━━━ Provided records

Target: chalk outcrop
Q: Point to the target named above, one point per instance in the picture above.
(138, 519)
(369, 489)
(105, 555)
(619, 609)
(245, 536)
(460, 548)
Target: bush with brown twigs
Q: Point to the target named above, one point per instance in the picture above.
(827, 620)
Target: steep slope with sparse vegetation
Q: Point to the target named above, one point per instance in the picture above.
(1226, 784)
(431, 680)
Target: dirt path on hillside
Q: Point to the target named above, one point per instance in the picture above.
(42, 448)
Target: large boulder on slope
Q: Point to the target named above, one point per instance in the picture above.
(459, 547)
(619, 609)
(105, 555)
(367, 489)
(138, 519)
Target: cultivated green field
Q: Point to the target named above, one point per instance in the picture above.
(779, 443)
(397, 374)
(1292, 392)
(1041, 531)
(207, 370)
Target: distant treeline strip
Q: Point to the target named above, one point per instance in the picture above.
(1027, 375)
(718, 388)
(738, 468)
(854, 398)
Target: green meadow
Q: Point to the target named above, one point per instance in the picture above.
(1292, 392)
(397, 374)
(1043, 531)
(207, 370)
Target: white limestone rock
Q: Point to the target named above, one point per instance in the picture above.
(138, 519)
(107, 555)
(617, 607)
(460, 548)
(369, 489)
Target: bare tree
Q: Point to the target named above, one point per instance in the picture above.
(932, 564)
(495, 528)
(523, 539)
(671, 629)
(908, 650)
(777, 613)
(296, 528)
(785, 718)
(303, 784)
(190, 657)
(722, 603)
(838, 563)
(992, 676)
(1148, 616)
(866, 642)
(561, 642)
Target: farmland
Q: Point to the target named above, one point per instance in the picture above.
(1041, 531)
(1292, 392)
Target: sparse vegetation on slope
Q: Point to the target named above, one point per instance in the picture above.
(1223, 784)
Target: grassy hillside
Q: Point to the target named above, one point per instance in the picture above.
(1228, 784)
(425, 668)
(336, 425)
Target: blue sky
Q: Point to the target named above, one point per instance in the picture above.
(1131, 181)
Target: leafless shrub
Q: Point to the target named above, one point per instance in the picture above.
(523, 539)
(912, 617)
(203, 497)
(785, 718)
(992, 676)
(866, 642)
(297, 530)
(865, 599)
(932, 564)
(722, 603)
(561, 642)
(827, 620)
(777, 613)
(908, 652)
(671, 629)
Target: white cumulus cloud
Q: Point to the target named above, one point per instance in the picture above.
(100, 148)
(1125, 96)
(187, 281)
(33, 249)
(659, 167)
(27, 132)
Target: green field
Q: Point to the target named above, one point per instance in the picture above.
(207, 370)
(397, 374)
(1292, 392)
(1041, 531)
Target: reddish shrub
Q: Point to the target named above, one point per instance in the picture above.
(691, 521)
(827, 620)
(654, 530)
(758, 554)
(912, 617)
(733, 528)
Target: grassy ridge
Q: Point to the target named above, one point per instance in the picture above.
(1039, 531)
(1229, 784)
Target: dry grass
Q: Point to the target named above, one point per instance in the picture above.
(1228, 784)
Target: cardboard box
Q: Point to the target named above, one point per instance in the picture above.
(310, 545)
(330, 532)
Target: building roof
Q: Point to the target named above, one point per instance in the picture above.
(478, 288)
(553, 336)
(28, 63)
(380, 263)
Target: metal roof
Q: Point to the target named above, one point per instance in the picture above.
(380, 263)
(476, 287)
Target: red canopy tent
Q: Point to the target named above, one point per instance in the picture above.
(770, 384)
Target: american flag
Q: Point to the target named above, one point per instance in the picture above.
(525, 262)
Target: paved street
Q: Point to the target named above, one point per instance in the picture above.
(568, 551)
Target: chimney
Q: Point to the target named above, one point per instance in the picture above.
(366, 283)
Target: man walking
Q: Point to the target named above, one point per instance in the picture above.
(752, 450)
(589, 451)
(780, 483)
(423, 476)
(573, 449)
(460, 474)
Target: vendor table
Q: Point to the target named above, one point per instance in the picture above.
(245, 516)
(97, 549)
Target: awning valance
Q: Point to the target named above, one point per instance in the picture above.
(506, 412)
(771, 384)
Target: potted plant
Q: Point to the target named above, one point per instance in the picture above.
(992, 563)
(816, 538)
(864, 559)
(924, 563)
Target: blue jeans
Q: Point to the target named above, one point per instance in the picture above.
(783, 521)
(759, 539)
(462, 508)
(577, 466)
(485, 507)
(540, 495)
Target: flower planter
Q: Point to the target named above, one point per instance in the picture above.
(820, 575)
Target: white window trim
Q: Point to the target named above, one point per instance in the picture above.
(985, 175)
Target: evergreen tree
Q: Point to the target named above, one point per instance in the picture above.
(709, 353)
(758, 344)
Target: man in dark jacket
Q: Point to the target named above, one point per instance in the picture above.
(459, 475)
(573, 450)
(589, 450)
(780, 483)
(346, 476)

━━━━━━

What the task asks: The records above must be set down again exactly as written.

Answer to this task:
Target: chalk outcrop
Q: Point to the target named above, one point per instance in the picture above.
(138, 519)
(369, 489)
(105, 555)
(619, 609)
(245, 536)
(460, 548)
Target: bush with brown twigs
Q: Point to the target named above, one point per instance in the picture above.
(827, 620)
Target: steep slope with sparse vegetation
Q: Point to the target named above, one point per instance in the picture above.
(1226, 784)
(431, 680)
Target: dirt path on hillside
Q: Point to the target named above, one point per instance in the picture above.
(42, 448)
Target: large boulder on slope
Q: Point to the target named above, one point per instance in the picture above.
(459, 547)
(619, 609)
(105, 555)
(367, 489)
(138, 519)
Target: cultivated green field
Q: Point to the target named above, one point per instance in the picture above.
(779, 443)
(397, 374)
(1292, 392)
(1041, 531)
(207, 370)
Target: distant treeline strip
Q: Point to the target named above, one point per instance in the picture above.
(1027, 375)
(718, 388)
(738, 468)
(854, 398)
Target: green meadow
Q: Point to the target named above, one point per instance in the picture above.
(1292, 392)
(397, 374)
(1043, 531)
(207, 370)
Target: white limestone rock
Q: Point to the target named above, one point per instance in the picture above.
(138, 519)
(107, 555)
(617, 607)
(460, 548)
(369, 489)
Target: bare tree
Q: Point to the target named above, one point per instance in the picture above.
(932, 564)
(495, 528)
(523, 539)
(671, 629)
(908, 650)
(777, 613)
(296, 528)
(785, 718)
(303, 784)
(190, 657)
(722, 603)
(838, 563)
(992, 676)
(1148, 616)
(866, 642)
(561, 642)
Target: farmland
Q: Point to the target named above, one point per instance in the picture above.
(1041, 531)
(1292, 392)
Target: sparse vegetation on slope
Q: Point to the target named above, one point per instance in the picture above.
(1223, 784)
Target: grassy hillside
Q: Point to the target named above, one point per instance in the picture above.
(1228, 784)
(425, 668)
(336, 425)
Target: blue sky
Q: Point to the target named above, one point per instance in the picture above.
(1131, 181)
Target: leafless shrub
Q: Point to the target named above, one point per instance in the picture above.
(523, 539)
(912, 617)
(203, 497)
(785, 718)
(992, 676)
(866, 642)
(297, 530)
(865, 599)
(932, 564)
(722, 603)
(561, 642)
(827, 620)
(777, 613)
(908, 652)
(671, 629)
Target: white cumulus cloud
Q: Point to the target named above, one point per instance in the picture above.
(100, 148)
(1125, 96)
(187, 281)
(33, 249)
(659, 167)
(27, 132)
Target: green field
Q: Point to the target named above, one point per instance in the picture above.
(207, 370)
(397, 374)
(1292, 392)
(1041, 531)
Target: reddish shrub
Q: Point to the target named above, one point per instance in the picture above.
(691, 521)
(827, 620)
(654, 530)
(758, 554)
(912, 617)
(733, 528)
Target: grassy ridge
Q: Point to the target named above, one point per instance in the picture above.
(1039, 531)
(1229, 784)
Target: dry grass
Q: Point to the target named above, one point per instance in the picture above.
(1228, 784)
Target: cardboard box
Q: Point to the target named above, one point per instance in the picture above.
(310, 545)
(330, 532)
Target: building roof
Q: Point to the target named above, one point per instance in the picture above.
(478, 288)
(553, 336)
(28, 63)
(380, 263)
Target: metal roof
Q: Point to the target named above, one point per instance in the picture above.
(380, 263)
(476, 287)
Target: red canopy tent
Q: Point to the target named above, one point per instance in the picture above.
(770, 384)
Target: american flag
Q: Point to the target named above, one point per instance in the picture above.
(525, 262)
Target: paved street
Q: Point to the target named above, one point per instance in the picture above.
(568, 551)
Target: chimney
Q: Point to the target named above, one point per instance in the picture above.
(366, 283)
Target: man walking
Q: Point to the target named above, one point per instance in the picture above.
(752, 450)
(589, 451)
(780, 483)
(423, 476)
(573, 449)
(460, 474)
Target: vendor table
Q: Point to the target named above, one point per instance in the picture above.
(245, 516)
(97, 549)
Target: awning valance
Q: Point to the target named above, one point per instance in the picture above.
(506, 412)
(771, 384)
Target: potted plant
Q: Point to the target named above, one point per instance in the picture above.
(992, 563)
(816, 538)
(864, 559)
(924, 563)
Target: blue jeans
Q: Point to the target named above, one point per instance in the picture above.
(783, 521)
(759, 539)
(462, 508)
(577, 466)
(485, 507)
(540, 495)
Target: flower planter
Q: Point to the target named above, one point per instance in the picture above.
(820, 575)
Target: white window trim
Q: Point to the target named above, one point per instance in the picture above.
(985, 175)
Target: evergreen tree
Q: Point to the target named above, one point per instance in the picture above.
(709, 353)
(758, 344)
Target: man in dark jacket
Q: Point to the target named above, one point per instance in the picture above.
(459, 475)
(573, 450)
(589, 450)
(780, 483)
(346, 476)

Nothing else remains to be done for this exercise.